(Prompt): Copy each line from the entries that the word "after" appears in.

+++ Working data

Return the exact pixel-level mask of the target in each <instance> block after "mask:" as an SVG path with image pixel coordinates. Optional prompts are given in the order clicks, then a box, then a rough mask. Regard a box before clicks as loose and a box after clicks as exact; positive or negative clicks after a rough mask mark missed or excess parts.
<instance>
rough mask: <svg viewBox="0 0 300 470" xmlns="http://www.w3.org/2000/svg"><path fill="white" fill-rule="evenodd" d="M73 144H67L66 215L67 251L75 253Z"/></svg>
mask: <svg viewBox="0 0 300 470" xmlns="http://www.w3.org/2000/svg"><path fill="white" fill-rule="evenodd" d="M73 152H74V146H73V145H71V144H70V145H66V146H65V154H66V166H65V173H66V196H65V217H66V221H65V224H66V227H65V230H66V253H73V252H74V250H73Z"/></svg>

++++++
+++ Working data

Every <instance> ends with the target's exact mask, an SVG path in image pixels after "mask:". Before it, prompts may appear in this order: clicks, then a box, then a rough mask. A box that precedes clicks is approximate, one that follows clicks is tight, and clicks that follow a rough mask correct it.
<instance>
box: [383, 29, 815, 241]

++++++

(Result of the task):
Return the exact pixel-level mask of the target in each <instance> block after "mask:" as an SVG path with image pixel coordinates. Optional prompts are given in the order clicks, then a box, then a rough mask. Regard a box before clicks as loose and a box after clicks as exact; positive or negative clicks after a rough mask mark missed or excess parts.
Every <instance> ends with the target's exact mask, an SVG path in image pixels after "mask:". Before it, prompts may appear in this order: clicks, then a box, then a rough mask. A box that precedes clicks is approximate, one that follows clicks is tight, and clicks that follow a rough mask correct it.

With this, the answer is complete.